↓

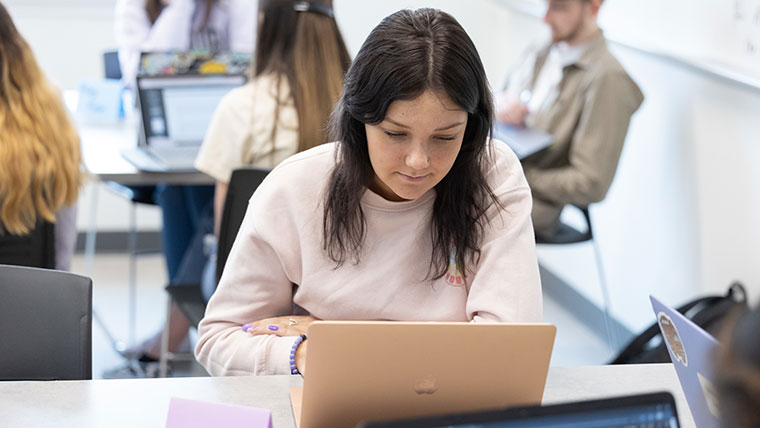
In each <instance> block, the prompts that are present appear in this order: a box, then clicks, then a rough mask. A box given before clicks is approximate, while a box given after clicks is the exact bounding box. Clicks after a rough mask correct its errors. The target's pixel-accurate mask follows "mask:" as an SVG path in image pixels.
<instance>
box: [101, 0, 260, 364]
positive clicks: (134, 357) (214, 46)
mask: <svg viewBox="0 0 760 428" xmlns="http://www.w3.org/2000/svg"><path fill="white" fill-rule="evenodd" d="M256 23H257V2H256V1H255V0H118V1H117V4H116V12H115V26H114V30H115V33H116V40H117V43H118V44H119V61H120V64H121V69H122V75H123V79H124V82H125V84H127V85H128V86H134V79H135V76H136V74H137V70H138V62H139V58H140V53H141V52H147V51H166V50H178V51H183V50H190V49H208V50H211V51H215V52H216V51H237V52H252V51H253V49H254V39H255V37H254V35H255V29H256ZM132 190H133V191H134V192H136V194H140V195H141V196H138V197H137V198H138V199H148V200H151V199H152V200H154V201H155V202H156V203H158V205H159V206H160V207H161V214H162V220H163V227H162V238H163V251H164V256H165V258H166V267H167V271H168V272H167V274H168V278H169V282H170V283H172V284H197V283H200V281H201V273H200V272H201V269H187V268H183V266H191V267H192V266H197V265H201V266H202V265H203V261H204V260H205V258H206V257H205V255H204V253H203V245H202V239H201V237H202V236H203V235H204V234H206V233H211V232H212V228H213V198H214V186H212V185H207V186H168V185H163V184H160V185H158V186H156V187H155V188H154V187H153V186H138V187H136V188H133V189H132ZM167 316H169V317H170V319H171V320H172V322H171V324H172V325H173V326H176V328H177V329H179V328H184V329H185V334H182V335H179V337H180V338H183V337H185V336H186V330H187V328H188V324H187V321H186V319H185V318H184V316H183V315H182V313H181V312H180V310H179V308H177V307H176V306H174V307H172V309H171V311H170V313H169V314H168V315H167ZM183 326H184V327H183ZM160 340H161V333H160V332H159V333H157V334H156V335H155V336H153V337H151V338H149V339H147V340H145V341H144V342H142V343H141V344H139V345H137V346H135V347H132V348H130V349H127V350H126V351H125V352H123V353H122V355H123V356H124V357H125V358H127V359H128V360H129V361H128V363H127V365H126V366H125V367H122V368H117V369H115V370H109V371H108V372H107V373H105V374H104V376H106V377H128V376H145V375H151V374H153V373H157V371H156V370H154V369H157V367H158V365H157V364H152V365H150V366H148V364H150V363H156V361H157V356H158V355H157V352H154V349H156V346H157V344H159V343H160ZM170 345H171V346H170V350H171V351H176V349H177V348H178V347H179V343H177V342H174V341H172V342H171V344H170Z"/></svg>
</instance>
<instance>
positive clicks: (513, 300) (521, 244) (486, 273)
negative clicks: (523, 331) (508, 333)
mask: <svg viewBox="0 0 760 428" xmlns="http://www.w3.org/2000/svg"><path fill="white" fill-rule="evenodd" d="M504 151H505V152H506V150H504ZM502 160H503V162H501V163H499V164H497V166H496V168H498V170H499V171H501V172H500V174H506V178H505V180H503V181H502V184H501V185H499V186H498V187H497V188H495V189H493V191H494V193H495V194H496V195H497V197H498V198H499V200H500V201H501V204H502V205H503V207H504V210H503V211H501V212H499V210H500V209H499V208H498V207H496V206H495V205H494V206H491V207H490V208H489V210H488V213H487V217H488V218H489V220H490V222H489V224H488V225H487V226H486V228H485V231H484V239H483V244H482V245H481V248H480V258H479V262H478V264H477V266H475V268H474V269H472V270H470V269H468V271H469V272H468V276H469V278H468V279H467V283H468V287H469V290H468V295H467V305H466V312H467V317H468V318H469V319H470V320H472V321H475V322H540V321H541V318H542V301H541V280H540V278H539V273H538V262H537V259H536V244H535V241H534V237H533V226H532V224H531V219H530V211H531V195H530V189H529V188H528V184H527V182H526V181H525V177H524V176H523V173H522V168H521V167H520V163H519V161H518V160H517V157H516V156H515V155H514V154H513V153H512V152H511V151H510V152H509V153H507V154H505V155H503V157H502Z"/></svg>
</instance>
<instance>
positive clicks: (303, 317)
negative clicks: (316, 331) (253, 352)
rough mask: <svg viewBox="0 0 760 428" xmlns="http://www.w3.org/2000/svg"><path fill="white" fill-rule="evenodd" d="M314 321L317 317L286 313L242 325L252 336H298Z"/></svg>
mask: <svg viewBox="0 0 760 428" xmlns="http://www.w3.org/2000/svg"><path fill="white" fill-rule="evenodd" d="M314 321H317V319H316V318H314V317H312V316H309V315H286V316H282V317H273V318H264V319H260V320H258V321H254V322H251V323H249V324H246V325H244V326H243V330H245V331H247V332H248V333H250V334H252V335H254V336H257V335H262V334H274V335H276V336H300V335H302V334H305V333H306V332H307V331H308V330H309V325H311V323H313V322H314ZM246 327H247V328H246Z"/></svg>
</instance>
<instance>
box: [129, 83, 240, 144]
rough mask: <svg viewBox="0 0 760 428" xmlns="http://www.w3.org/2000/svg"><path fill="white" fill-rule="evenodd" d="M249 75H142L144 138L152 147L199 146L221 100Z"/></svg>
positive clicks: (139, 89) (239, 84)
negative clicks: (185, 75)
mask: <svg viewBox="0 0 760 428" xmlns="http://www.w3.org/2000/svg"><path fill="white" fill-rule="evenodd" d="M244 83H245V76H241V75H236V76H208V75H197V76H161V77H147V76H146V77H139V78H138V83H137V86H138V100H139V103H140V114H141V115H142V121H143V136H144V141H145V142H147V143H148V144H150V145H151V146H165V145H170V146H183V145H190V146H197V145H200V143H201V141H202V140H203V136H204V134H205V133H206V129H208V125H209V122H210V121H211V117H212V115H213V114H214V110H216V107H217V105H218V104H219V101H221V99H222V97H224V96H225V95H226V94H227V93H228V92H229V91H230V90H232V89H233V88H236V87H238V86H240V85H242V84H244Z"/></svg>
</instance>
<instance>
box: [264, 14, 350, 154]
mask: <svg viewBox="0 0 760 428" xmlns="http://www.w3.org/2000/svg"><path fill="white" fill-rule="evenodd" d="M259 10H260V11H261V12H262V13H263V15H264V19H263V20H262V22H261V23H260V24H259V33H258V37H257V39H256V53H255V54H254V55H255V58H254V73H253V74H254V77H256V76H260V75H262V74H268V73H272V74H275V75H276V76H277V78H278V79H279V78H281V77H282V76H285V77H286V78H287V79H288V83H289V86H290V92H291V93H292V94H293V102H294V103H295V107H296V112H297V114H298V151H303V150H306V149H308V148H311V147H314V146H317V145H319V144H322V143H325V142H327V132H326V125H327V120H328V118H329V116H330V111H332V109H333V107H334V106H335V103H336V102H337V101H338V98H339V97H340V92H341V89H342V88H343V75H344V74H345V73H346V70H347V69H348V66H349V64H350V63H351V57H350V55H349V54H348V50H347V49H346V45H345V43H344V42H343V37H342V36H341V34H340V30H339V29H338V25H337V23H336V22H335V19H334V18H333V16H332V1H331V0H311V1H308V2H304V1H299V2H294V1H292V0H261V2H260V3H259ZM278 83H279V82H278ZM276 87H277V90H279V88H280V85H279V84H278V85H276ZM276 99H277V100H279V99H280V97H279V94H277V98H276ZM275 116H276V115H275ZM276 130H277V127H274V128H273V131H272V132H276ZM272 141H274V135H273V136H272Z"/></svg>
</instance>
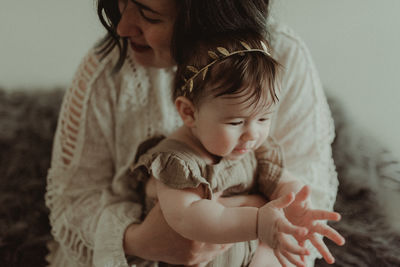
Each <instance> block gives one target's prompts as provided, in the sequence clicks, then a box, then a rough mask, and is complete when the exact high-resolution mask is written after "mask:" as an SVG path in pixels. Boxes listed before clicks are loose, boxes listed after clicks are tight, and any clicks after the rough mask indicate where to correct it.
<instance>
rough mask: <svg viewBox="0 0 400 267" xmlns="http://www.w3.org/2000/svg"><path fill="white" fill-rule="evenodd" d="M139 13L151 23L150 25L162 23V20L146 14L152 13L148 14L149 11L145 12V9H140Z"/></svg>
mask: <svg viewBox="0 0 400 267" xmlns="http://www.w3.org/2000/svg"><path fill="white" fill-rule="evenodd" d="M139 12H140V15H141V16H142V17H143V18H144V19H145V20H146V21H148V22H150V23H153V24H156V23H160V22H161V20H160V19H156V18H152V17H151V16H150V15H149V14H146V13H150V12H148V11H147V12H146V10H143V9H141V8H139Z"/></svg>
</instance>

↑

Please quote the records from their very first line through the line that contains "box: [101, 0, 260, 364]", including that line. Leave the pictures out of your answer.

### Result
In each <instance> block, the prompts that are present appear in this order: a box, then clicks, then a rough mask. A box given before clicks is approximate, while a box given after clicks is the exact bounding box. Clicks after a rough mask correct its errors. The target's pixel-accurate mask follows "mask:" as an SVG path in image pixels.
<instance>
box: [101, 0, 260, 364]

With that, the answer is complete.